◆ **What to produce**:
Copy all of the records below line for line, changing nothing.

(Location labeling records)
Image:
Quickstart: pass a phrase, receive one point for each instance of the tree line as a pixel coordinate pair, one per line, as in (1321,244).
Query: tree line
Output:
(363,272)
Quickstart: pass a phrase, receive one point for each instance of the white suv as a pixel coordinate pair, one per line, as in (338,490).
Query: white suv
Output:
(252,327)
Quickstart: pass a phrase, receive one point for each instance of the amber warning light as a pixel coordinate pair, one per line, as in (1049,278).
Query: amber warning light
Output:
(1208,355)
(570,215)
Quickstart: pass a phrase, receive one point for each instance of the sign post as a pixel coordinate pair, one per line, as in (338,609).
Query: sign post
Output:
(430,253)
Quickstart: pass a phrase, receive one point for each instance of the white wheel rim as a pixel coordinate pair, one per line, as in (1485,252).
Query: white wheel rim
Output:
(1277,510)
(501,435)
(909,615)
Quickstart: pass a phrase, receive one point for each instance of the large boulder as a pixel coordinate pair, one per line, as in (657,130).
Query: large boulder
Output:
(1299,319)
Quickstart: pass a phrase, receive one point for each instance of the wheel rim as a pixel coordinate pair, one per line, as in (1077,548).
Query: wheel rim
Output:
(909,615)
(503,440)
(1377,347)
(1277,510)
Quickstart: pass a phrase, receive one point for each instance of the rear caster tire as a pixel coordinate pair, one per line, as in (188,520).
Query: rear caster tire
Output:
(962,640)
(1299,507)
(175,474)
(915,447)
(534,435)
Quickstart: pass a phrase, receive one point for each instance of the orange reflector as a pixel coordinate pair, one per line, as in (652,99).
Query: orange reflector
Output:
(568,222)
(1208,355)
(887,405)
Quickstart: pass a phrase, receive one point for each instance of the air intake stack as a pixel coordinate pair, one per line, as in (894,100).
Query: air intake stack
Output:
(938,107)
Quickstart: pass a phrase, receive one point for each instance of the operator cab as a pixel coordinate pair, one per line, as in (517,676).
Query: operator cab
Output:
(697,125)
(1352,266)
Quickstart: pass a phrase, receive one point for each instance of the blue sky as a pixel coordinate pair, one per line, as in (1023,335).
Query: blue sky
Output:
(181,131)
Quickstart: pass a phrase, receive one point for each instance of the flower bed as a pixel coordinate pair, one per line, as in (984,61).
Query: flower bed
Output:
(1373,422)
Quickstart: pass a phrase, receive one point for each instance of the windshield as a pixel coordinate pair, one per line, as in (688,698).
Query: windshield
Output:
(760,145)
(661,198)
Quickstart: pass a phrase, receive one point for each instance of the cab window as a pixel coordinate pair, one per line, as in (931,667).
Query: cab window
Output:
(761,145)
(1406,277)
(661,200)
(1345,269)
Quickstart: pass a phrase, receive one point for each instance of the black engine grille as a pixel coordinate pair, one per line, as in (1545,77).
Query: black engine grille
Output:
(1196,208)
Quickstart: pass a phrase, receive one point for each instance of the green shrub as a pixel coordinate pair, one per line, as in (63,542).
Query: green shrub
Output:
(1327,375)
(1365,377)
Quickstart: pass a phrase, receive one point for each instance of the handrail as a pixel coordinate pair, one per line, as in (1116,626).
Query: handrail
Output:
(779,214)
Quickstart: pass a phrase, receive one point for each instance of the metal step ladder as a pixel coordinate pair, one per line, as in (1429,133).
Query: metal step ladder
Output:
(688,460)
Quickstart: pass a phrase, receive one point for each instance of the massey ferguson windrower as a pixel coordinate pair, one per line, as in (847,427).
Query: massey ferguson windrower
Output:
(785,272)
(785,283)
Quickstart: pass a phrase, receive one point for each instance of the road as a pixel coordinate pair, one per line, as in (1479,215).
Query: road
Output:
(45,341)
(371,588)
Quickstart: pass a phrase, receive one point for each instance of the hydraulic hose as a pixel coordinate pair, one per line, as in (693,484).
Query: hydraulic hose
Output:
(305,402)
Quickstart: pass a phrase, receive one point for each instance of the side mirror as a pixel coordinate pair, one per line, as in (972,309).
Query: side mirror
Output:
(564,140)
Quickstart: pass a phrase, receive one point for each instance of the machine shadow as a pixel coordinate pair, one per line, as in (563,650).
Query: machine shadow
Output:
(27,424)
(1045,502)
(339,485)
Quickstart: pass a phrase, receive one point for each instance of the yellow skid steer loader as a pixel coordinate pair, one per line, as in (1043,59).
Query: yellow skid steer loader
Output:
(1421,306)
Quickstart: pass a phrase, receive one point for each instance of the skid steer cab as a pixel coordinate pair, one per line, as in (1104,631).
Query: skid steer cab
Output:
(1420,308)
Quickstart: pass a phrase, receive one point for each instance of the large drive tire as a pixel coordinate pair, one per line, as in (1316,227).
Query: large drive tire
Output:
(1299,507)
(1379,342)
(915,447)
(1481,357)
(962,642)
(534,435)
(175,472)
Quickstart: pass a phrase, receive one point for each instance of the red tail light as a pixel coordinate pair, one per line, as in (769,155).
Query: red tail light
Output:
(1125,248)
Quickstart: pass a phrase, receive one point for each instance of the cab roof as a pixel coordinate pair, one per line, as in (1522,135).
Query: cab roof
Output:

◆ **The response**:
Image:
Quickstart: pass a phrase, receive one point for each instance of the tree line as a pixel coordinate pair, one per line, as in (1321,244).
Query: tree line
Output:
(363,272)
Quickstart: pass a phrase, receive one point for each instance of the white suv as a pixel coordinate pair, one per line, as in (338,490).
Query: white suv
Output:
(252,327)
Quickstart: pass a phrase, receive one point for each instance of the amber warning light as a pixel coordinate pair, one per line, as in (1049,278).
Query: amber warning light
Output:
(1208,355)
(570,215)
Quickstart: pass a phrase, receive one point for each instance of the sign post as a pixel coordinate pair, one per line, as in (338,609).
Query: sign post
Output:
(430,253)
Quickstart: pass a phrase, receive one point for each instance of the white wheel rim as a pixel coordinate pair, one per line, as in (1485,252).
Query: white wheel rim
Output:
(1277,510)
(501,435)
(909,615)
Quickstart: pass a phrase, receive one point for each instance of the large boulder as a pixel coordinate pair, one per line, as in (657,130).
Query: large boulder
Output:
(1299,319)
Quickstart: pass a phrase, receive one point for each instance of the wheel rim as a pixel coordinate pair, one per line, as in (1077,548).
Query: wheel rim
Output:
(909,615)
(503,440)
(1377,347)
(1277,510)
Quickstart: pass a phrase, receive one point for each instance of the rear caster tire as a pixel coordinate pair, one per line, as in (188,520).
Query: rear caster tire
Output:
(962,640)
(1299,507)
(175,474)
(915,447)
(534,435)
Quickstart: pass a phrase, receive one point for each instance of the orange reflector as a pixel coordinate pair, one per line, as in (652,99).
Query: orange reflector
Output:
(568,222)
(1208,355)
(887,405)
Quickstart: pass a phrase, receive one point for each instance of the air intake stack as a pixel coordinate pair, one per line, as in (894,100).
Query: air intake stack
Output:
(938,107)
Quickstart: pass a phrase, receive one point for each instance of the operator cab as a pixel coordinate pair, one per line, as in (517,676).
Query: operator cab
Output:
(697,125)
(1352,266)
Quickstart: pass a phrase, receive one point for each instance of the blue sky as a pixel coordinate pair, one per line, as in (1023,335).
Query: blue sky
Output:
(181,131)
Quickstart: pass a phrase, receive one point for each instance of the flower bed as a pixel coordinate pair, one per line, as in (984,61).
Query: flower bed
Output:
(1373,422)
Quickstart: pass a phrase, receive one point for each instance of the windshield as a pixel coordinate pair, one per line, as in (688,698).
Query: windshield
Output:
(760,145)
(661,198)
Quickstart: pass a phrase, receive one point for each instance of the cab window as a pixel coordinate pair, one per line, as in (931,667).
Query: cab window
Output:
(761,145)
(1406,277)
(661,200)
(1345,269)
Quickstart: pass a phrase, receive one point for each instance of the black engine grille as a pixel coordinate pair, one per line, as in (1545,77).
Query: black engine grille
Output:
(1196,208)
Quickstart: pass a phrase, receive one point for each instance of the green shrub as a pixel coordinate pair, one per line, as in (63,542).
Query: green shrub
Output:
(1327,375)
(1365,377)
Quickstart: pass a phrase, receive one point for each instance of the handrail as a pixel coordinate pair, one per line, as in (1116,626).
Query: handrail
Output:
(779,214)
Quickstart: pass a phrase, receive one point for each instance of the metal step ladder as a pixel coordinate pair, one per line, as in (1429,133).
Query: metal step ladder
Output:
(688,460)
Quickstart: pass a phrase, receive one point for each instance of the massey ferguson windrower as a pixel coordinate pair, one per line, as in (847,427).
Query: massey ferguson windrower
Output:
(785,272)
(785,283)
Quickstart: pass a phrase, receive one point for each instance of the road as a pixel coordinate pair, one per line, as in (1479,215).
Query: road
Output:
(45,341)
(371,588)
Quickstart: pass a phrase, receive one point for each instance of the hydraulic hose as a pixel coordinate pair, one per line, as in (693,484).
Query: hydraulic hose
Output:
(305,402)
Quickstart: pass a phrase, receive one point for each instance of the side mirror as a pixel coordinate pair, one per line, as in (972,309).
Query: side mirror
Output:
(564,140)
Quickstart: pass a phrase, receive one point for each instance of the machine shadow as a pixel coordinate pair, one per line, as in (563,650).
Query: machine shadow
Output:
(27,424)
(1045,502)
(339,485)
Quickstart: pass a phrase, receive one point for each instance of the yellow skid steer loader as a pixel coordinate pair, one per line, as in (1043,59).
Query: yellow skid steer loader
Output:
(1421,306)
Quickstart: pass a phrase, receive one point for each instance of the skid steer cab as a pixel coordinate pair, one per line, as in (1104,631).
Query: skid steer cab
Output:
(1420,308)
Quickstart: pass a phrase, receive one point for each instance of the large drive tire as a pixel coordinate pair, one per line, as in (1316,227).
Query: large drive tire
Output:
(1299,507)
(1379,342)
(915,447)
(1481,357)
(962,642)
(534,435)
(175,472)
Quickstart: pass a phrase, receive one point for each instance of the red tail light as a pixel coordinate pair, one per line, as in (769,155).
Query: red tail light
Output:
(1125,248)
Quickstart: pass a phrase, receive one point for each instance of the cab roof as a pixel coordinate pair, one per line, as in (1522,135).
Query: cab roof
Output:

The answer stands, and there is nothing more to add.